TASK REQUIREMENTS:
Your answer should consist of the lines in the listing that hold "below".

MATERIAL PROVIDED:
-----

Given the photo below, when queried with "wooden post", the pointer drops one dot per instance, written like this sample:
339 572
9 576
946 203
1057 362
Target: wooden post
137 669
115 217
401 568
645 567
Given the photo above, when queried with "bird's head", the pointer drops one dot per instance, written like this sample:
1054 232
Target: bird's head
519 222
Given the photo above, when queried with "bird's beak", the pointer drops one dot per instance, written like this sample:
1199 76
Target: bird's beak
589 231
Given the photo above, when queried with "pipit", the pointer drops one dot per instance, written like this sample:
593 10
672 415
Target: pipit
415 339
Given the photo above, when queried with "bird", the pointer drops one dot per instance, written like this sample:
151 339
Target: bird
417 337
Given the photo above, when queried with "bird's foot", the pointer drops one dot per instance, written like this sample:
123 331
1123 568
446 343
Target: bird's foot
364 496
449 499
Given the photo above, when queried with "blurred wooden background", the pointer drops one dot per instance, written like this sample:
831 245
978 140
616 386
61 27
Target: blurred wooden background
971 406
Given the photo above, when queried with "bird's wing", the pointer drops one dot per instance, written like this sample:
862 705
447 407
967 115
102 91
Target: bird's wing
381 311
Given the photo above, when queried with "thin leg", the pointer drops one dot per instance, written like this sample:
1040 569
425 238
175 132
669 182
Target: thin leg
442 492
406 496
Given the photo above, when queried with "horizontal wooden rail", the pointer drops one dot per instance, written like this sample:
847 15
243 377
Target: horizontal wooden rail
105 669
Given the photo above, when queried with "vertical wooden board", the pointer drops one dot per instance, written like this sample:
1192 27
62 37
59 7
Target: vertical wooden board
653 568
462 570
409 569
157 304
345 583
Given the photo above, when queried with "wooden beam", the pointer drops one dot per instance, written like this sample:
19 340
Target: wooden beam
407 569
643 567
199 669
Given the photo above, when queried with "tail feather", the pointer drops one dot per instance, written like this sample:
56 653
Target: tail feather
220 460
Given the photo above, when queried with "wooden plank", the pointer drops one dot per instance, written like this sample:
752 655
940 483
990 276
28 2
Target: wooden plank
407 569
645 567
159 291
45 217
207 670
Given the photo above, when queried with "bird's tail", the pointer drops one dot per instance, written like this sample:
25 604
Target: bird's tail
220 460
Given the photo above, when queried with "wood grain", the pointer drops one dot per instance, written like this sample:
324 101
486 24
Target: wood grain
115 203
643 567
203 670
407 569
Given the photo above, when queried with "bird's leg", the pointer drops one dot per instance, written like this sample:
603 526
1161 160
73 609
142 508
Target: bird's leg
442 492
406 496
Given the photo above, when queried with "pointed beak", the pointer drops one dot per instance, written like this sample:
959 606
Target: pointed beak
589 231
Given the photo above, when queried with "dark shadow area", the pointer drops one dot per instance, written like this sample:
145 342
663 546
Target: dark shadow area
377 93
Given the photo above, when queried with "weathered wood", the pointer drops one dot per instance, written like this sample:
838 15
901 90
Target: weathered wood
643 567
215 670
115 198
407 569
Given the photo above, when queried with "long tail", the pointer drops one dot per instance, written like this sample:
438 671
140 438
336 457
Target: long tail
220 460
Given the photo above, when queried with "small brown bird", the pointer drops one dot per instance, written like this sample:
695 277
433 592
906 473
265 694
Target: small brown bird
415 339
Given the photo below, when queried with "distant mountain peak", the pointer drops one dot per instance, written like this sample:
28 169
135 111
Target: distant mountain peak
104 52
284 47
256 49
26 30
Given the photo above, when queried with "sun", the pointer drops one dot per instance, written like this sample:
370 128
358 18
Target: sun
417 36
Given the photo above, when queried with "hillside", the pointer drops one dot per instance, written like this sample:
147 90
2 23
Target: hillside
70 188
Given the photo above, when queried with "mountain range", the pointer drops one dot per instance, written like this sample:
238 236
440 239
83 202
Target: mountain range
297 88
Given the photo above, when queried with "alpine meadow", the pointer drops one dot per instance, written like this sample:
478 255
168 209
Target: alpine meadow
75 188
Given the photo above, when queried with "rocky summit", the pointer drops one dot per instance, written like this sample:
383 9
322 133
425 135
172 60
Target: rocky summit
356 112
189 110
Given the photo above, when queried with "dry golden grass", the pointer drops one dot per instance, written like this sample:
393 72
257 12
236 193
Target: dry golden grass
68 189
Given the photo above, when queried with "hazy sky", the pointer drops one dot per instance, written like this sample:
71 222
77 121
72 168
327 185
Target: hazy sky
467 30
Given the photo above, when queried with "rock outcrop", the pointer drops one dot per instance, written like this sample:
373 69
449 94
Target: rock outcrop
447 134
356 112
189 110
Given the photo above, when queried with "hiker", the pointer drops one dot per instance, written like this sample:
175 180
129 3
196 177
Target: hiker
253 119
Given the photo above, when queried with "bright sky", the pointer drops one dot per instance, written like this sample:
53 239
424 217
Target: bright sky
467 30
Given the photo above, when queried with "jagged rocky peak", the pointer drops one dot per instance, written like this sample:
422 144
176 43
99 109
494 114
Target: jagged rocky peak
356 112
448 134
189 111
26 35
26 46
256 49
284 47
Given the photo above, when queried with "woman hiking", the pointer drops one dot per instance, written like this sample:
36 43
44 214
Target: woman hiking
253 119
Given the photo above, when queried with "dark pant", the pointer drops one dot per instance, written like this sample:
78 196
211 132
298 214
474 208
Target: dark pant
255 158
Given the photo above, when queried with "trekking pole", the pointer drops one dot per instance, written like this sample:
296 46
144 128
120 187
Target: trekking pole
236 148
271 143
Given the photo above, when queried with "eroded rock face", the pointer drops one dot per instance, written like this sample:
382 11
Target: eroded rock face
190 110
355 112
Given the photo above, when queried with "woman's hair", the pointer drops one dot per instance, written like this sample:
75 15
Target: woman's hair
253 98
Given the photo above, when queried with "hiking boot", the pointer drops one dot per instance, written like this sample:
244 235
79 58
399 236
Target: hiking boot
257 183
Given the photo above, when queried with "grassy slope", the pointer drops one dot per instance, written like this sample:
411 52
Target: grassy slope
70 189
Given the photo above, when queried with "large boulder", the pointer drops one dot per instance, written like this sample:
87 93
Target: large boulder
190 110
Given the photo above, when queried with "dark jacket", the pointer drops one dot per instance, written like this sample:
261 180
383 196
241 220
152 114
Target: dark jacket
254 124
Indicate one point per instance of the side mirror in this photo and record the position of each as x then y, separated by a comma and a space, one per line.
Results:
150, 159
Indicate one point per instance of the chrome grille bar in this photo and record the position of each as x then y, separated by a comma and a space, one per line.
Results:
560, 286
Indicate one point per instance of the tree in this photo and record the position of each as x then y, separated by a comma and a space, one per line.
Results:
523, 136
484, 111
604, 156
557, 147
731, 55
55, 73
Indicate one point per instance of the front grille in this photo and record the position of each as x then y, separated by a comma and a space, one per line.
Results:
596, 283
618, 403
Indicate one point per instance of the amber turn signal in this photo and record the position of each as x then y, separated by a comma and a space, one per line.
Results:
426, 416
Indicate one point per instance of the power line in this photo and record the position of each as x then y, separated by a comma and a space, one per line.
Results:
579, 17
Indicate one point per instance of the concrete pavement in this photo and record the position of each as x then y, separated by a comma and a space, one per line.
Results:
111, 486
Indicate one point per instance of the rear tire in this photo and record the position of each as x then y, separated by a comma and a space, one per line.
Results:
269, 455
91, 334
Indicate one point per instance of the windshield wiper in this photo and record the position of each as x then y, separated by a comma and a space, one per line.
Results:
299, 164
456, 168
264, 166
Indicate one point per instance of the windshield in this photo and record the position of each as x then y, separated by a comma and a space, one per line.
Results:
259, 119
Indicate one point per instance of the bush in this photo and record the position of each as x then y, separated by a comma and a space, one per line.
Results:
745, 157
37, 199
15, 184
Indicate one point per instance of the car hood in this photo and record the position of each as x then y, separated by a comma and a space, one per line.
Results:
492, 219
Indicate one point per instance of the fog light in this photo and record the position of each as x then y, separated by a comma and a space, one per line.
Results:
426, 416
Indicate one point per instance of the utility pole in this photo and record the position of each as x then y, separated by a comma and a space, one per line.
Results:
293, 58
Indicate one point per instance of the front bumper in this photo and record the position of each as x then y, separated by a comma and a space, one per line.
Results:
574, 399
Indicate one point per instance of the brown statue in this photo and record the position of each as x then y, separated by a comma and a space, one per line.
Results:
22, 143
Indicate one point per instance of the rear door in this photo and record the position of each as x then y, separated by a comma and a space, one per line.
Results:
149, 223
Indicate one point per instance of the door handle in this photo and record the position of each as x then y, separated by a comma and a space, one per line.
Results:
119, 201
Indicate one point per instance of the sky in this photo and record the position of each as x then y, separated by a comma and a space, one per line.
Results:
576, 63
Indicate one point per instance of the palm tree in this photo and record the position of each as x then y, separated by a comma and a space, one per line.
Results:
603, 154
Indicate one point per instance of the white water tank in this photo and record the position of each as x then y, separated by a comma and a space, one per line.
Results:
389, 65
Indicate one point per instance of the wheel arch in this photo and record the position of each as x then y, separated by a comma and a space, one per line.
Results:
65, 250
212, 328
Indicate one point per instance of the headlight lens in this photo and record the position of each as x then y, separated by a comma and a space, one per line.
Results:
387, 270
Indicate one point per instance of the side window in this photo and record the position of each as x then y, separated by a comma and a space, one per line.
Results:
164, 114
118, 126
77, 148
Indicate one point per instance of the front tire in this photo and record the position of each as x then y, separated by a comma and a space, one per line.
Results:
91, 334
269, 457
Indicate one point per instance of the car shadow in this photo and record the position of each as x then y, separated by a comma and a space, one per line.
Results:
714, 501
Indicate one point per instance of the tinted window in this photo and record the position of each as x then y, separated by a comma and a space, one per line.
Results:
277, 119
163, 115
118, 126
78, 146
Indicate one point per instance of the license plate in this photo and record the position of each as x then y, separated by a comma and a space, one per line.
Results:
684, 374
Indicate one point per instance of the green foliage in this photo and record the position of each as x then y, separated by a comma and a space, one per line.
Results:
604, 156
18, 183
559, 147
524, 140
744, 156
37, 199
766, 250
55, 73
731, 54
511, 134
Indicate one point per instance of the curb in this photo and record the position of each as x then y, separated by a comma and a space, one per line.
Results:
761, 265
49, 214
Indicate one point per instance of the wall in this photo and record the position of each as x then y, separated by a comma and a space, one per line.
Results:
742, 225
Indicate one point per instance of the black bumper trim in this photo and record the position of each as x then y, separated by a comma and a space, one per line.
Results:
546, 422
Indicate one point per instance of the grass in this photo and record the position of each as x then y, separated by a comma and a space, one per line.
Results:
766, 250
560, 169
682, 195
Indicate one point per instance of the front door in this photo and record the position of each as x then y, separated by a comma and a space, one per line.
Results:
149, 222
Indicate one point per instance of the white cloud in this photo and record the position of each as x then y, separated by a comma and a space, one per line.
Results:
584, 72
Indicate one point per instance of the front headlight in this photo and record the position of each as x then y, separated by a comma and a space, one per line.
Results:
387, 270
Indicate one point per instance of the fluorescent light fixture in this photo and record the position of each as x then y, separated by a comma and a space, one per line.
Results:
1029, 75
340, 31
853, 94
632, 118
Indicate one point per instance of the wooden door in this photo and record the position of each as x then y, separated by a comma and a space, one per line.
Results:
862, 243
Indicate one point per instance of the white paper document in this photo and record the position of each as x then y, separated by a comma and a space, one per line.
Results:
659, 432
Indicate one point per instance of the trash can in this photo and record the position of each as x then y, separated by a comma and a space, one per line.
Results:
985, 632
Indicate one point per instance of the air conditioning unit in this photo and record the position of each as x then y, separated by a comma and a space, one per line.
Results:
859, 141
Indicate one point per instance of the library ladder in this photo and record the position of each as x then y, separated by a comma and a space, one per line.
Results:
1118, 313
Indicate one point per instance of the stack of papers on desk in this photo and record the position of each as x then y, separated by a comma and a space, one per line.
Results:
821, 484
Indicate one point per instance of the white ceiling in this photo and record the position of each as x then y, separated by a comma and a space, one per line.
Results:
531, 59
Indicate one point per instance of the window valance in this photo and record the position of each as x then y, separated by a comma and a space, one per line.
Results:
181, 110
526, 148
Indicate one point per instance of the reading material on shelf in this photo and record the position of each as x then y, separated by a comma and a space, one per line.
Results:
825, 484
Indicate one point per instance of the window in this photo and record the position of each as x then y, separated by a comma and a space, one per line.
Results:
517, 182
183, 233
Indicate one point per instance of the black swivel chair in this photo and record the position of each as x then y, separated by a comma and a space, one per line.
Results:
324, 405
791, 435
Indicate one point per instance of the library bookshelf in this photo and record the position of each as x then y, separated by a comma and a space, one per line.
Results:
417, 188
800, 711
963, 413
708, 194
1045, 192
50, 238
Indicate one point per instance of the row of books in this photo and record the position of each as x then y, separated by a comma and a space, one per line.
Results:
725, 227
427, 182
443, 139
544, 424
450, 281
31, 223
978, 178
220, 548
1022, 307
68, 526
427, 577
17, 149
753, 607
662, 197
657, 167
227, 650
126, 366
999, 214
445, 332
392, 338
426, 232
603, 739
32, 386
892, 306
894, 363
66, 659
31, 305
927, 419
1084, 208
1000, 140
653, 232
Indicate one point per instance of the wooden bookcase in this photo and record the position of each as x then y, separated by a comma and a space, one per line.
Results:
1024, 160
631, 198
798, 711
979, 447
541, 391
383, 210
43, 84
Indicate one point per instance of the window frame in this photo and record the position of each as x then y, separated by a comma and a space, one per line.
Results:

-----

ANSWER:
Given the photo below, when queried with "wooden post", the pointer drops one dot per instance, written like this sample:
Given the photo below, when queried with "distant mountain peak", the pointer drops one dot per instance, written like this sample:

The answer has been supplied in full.